▶ [TEXTE CHOISI]:
☆ ☆ ☆ ☆
L’arrivée du téléphone portable et d’Internet accélère-t-elle la destruction de la forêt d’Indonésie ? 

Article rédigé par franceinfo, Emmanuel Langlois
Radio France
Publié
Temps de lecture : 2 min
Edmond Dounias à Jakarta. "Les populations appellent de leurs vœux l’arrivée des acteurs économiques dans leur zone"  (© IRD - Evelyn Tetaert, Philippe Houssin)

Le développement du téléphone portable et d’Internet ont accéléré la destruction de la forêt indonésienne : c’est la thèse avancée par l’ethnologue Edmond Dounias. Il participera jeudi prochain, 31 janvier 2019, à Jakarta, à la table ronde organisée à l’Institut français dans le cadre de la 4e Nuit des idées.

Edmond Dounias a passé plusieurs longs séjours à étudier les Punan, cette population de chasseurs-cueilleurs qui vit au cœur de la forêt tropicale de Bornéo, l’une des plus importantes au monde. Il a constaté combien les nouvelles technologies pouvaient apporter de progrès dans ces régions reculées, mais pouvaient aussi semer le désordre.
☆ ☆ ☆ ☆
(Enregistrements de données)
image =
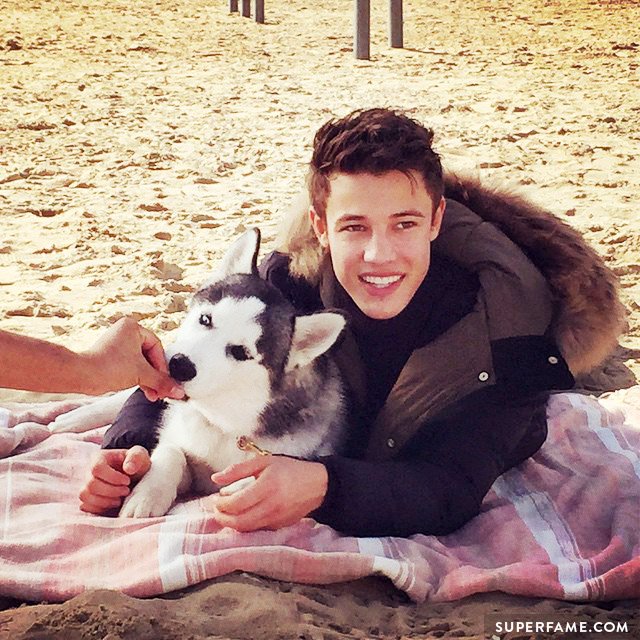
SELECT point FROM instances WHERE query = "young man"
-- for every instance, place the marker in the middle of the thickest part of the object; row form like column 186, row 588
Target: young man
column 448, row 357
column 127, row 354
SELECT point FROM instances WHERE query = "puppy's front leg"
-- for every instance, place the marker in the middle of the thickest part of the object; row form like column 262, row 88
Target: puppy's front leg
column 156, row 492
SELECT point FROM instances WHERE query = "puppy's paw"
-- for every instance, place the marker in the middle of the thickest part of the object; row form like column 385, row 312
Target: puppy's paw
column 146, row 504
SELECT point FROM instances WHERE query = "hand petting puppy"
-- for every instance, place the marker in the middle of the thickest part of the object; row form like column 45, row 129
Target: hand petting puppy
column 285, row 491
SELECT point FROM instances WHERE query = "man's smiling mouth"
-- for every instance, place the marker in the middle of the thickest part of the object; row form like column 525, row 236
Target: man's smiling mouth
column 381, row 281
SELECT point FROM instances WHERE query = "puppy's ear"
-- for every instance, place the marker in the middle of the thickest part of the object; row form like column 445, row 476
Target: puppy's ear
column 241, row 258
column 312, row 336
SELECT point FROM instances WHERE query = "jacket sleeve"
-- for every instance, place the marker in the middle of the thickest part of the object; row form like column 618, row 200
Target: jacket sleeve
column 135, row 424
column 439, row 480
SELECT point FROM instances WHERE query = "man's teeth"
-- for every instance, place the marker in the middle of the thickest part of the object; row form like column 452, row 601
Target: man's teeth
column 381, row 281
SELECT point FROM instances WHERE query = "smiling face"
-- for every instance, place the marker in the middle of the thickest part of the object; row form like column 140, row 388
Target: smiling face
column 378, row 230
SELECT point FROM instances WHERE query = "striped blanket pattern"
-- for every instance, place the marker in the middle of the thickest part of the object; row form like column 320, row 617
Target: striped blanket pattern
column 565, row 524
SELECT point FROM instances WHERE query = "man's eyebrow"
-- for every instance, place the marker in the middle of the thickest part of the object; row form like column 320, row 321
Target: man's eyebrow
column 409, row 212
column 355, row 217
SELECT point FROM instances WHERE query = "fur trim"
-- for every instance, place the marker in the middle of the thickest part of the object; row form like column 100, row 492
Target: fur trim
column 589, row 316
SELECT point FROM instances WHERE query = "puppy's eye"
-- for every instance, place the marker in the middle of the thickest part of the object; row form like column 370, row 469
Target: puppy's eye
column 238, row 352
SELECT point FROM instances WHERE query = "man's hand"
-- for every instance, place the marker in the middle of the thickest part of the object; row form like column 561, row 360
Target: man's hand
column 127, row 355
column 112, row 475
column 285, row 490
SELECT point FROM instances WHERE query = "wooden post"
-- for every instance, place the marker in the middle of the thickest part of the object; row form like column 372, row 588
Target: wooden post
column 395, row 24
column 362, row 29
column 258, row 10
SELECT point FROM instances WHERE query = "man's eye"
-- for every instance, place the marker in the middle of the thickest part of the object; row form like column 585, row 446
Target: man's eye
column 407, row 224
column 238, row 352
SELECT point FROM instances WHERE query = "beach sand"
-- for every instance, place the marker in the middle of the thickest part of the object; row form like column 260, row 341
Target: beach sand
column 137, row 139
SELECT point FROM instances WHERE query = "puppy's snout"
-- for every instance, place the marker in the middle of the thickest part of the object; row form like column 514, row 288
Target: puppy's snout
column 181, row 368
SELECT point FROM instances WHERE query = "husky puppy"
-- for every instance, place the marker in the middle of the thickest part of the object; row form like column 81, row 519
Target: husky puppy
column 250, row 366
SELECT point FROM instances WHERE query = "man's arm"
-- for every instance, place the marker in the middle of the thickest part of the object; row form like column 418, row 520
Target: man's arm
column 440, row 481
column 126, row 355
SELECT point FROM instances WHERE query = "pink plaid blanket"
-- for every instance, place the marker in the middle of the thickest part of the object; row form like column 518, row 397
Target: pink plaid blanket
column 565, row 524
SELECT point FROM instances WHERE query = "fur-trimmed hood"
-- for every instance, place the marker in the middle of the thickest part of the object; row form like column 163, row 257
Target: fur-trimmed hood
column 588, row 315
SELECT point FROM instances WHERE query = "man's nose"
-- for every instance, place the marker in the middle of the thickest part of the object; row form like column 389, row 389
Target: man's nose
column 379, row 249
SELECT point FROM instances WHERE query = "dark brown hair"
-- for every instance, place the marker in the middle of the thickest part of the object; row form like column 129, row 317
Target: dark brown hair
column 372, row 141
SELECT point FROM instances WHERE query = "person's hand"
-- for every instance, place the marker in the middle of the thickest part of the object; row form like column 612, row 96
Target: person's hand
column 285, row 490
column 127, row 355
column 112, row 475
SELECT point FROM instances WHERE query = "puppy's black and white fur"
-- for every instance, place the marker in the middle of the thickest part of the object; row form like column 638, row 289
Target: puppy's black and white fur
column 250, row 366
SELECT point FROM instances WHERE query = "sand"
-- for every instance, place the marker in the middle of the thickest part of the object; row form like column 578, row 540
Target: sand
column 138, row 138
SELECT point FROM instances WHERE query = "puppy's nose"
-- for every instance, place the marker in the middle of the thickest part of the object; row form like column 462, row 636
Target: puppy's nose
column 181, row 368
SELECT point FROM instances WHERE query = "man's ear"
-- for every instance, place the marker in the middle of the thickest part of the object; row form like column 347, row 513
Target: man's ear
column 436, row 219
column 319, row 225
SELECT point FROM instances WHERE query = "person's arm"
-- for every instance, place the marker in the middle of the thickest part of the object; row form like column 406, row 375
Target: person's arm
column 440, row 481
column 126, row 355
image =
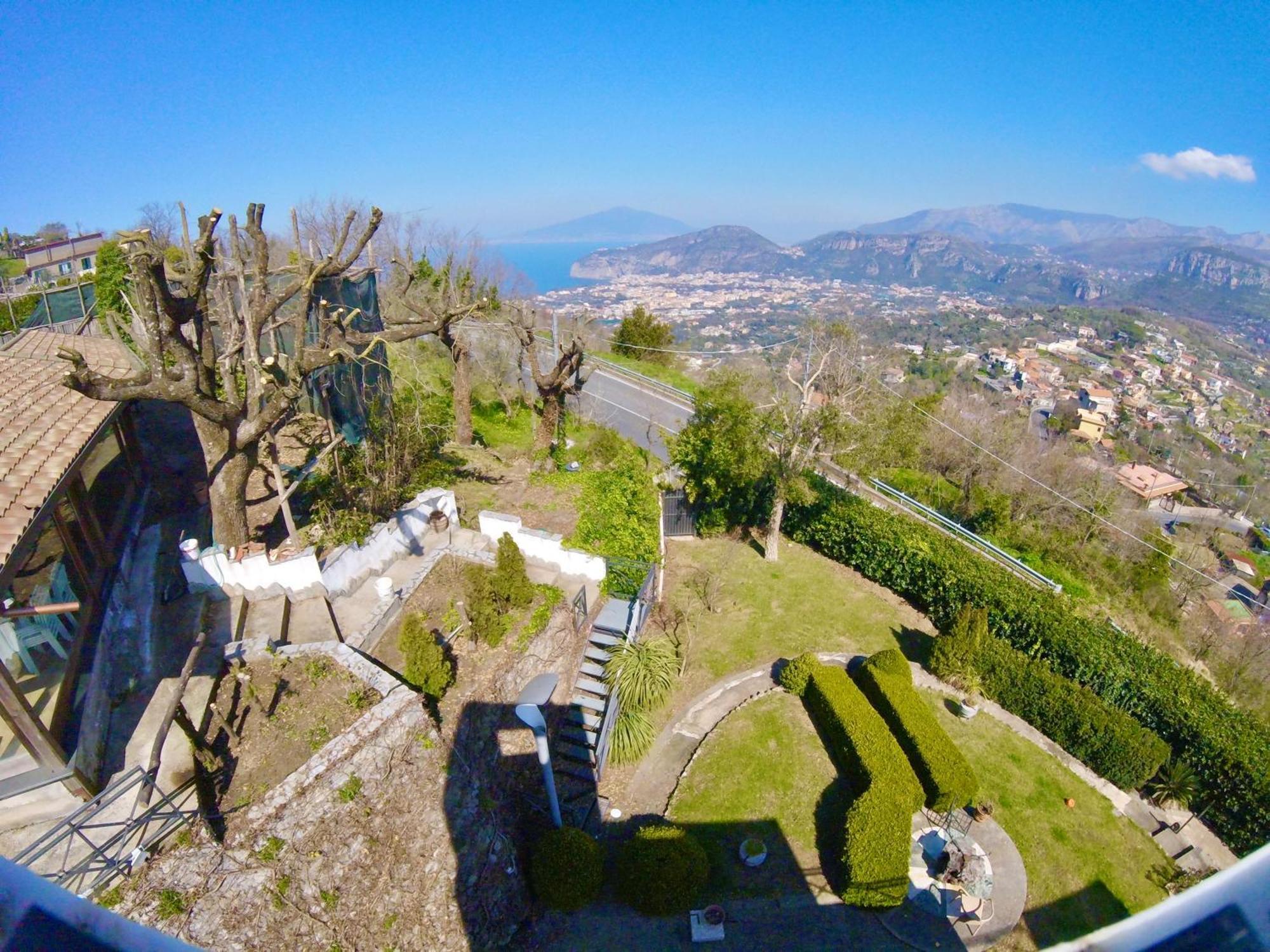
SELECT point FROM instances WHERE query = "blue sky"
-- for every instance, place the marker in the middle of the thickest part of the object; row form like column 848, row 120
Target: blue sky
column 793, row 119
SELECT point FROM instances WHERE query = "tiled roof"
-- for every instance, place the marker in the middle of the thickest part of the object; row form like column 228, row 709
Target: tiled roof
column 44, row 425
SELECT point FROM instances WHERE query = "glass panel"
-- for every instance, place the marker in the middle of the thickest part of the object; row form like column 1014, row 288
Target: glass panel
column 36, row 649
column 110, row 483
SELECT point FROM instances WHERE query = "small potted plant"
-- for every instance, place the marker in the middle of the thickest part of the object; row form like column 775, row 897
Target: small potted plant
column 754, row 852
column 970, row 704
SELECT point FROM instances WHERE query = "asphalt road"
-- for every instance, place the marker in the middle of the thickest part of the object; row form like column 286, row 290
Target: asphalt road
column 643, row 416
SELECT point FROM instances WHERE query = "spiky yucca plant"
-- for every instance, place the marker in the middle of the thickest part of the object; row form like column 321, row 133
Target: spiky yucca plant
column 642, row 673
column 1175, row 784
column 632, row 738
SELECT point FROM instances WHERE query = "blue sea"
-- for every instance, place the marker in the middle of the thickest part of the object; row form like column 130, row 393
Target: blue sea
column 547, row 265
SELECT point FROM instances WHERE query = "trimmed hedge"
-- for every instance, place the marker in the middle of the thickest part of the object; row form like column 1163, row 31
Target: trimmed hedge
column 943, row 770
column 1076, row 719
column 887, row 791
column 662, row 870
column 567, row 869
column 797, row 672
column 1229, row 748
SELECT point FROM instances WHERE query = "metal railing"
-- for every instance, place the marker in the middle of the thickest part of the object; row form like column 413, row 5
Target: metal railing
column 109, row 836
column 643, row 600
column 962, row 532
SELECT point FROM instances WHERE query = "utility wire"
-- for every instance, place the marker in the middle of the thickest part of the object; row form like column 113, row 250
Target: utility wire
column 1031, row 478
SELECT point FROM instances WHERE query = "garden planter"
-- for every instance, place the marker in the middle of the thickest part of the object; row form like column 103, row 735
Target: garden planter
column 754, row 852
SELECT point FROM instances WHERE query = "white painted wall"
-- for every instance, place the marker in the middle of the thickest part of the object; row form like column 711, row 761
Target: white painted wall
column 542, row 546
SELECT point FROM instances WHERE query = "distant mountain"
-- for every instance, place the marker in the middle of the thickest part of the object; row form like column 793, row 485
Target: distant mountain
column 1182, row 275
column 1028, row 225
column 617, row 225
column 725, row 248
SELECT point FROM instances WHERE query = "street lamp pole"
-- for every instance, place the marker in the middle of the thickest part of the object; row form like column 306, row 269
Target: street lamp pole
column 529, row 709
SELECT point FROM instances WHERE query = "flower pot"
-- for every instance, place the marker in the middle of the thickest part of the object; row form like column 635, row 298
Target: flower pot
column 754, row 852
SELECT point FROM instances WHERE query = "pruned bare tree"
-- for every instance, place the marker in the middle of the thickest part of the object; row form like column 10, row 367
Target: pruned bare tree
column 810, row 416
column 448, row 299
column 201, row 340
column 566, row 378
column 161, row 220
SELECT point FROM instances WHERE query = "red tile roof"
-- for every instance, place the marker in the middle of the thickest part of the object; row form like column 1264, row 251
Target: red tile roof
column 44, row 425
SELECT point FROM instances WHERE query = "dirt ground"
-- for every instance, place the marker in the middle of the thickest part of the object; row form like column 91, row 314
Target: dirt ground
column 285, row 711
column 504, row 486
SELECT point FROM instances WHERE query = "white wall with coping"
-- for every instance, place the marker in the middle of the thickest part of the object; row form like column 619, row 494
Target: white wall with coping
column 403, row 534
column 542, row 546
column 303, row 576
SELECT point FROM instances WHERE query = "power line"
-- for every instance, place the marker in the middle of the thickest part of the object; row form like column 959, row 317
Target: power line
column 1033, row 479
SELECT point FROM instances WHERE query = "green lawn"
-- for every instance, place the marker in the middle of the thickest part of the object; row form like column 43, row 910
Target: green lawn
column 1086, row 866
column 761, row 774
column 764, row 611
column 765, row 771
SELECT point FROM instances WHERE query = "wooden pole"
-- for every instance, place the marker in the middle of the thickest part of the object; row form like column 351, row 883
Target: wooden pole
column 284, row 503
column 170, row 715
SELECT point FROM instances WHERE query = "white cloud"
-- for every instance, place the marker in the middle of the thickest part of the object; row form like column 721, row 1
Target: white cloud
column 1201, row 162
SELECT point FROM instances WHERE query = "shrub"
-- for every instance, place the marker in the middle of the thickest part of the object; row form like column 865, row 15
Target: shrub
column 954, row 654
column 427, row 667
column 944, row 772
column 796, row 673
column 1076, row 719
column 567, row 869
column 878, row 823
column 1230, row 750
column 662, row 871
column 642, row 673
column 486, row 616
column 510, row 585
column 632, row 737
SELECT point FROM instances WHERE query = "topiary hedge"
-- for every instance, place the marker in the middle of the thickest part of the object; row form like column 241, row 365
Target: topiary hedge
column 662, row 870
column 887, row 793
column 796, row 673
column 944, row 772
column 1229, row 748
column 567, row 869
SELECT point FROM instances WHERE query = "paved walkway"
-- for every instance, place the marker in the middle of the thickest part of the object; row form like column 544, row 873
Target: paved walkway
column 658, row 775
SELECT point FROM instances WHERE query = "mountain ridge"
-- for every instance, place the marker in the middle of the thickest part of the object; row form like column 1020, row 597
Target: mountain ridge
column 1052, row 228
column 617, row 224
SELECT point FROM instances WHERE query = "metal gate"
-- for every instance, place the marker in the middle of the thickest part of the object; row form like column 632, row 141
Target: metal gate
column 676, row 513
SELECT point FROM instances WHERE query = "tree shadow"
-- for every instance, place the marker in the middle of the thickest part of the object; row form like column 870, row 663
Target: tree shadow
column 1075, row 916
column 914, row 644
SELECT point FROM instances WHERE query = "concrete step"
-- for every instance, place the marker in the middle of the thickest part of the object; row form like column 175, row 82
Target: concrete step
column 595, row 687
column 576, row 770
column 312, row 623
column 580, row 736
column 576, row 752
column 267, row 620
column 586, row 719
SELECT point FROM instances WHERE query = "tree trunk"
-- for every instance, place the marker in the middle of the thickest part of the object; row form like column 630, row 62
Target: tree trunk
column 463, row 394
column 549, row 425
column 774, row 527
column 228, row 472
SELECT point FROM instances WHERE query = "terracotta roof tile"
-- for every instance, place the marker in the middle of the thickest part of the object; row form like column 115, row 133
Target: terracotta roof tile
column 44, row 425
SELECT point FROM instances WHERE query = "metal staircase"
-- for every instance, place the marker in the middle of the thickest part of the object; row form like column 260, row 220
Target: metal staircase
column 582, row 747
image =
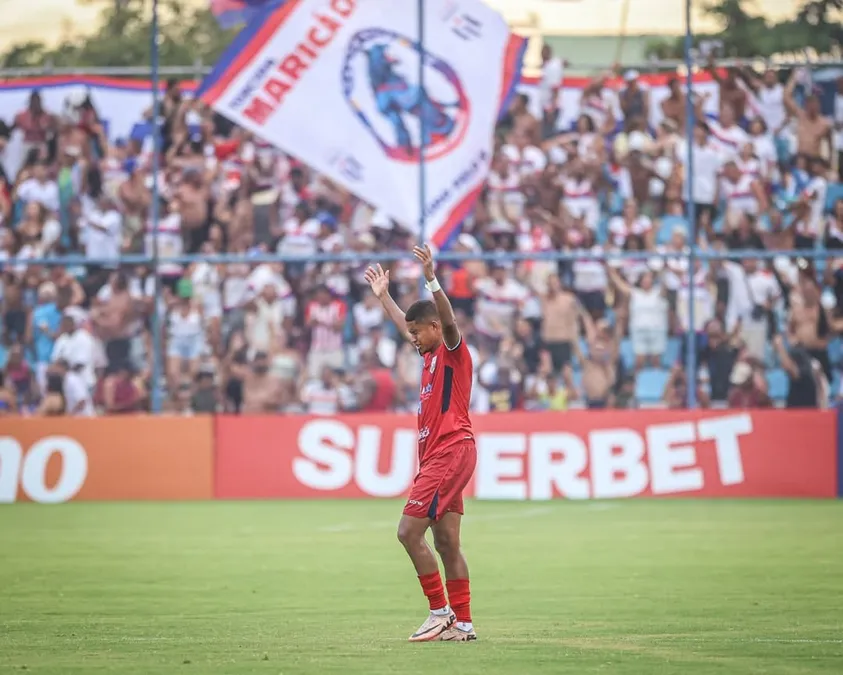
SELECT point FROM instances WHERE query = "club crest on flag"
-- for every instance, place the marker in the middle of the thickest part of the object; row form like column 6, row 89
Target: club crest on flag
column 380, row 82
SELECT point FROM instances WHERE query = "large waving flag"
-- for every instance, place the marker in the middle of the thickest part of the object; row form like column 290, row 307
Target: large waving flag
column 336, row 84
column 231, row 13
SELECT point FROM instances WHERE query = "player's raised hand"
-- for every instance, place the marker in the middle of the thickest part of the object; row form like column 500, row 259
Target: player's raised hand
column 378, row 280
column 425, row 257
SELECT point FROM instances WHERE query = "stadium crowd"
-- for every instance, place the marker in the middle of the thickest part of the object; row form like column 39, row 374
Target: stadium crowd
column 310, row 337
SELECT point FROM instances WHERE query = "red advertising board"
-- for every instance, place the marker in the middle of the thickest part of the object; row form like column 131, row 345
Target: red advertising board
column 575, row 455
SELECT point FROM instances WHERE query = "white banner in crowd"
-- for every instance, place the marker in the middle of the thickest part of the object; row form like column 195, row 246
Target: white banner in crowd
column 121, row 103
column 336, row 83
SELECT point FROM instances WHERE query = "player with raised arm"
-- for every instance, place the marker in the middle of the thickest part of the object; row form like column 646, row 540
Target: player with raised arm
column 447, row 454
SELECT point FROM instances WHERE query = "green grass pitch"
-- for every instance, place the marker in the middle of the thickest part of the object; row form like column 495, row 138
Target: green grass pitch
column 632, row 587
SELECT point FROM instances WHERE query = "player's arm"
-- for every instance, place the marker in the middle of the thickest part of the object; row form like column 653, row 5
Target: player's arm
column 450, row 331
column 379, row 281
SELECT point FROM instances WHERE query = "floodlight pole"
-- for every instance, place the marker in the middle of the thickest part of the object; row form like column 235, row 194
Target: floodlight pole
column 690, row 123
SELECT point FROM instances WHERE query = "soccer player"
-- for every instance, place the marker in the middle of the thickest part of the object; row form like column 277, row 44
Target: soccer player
☆ ☆ ☆ ☆
▶ [CONSIGNES]:
a) D'après l'article sur la forêt indonésienne, quel jour Edmond Dounias participera-t-il à la table ronde de Jakarta ?
b) Dites si chacune de ces affirmations correspond à l'article sur la forêt indonésienne, en citant les mots qui le montrent : (i) Edmond Dounias est ethnologue. (ii) Les Punan vivent de l'agriculture. (iii) La table ronde a lieu dans le cadre de la 3e Nuit des idées.
c) Résumez l'article sur la forêt indonésienne en deux phrases.
Les enregistrements ne servent à rien pour cet exercice.

▶ [EXERCICE CORRIGÉ]:
a) Le jeudi 31 janvier 2019.

b)
(i) Oui : « l’ethnologue Edmond Dounias ».
(ii) Non : « cette population de chasseurs-cueilleurs ».
(iii) Non : « dans le cadre de la 4e Nuit des idées ».

c) Selon l'ethnologue Edmond Dounias, le développement du téléphone portable et d'Internet a accéléré la destruction de la forêt indonésienne. Après plusieurs longs séjours chez les Punan, des chasseurs-cueilleurs de la forêt tropicale de Bornéo, il a constaté que les nouvelles technologies pouvaient apporter du progrès dans ces régions reculées, mais aussi semer le désordre.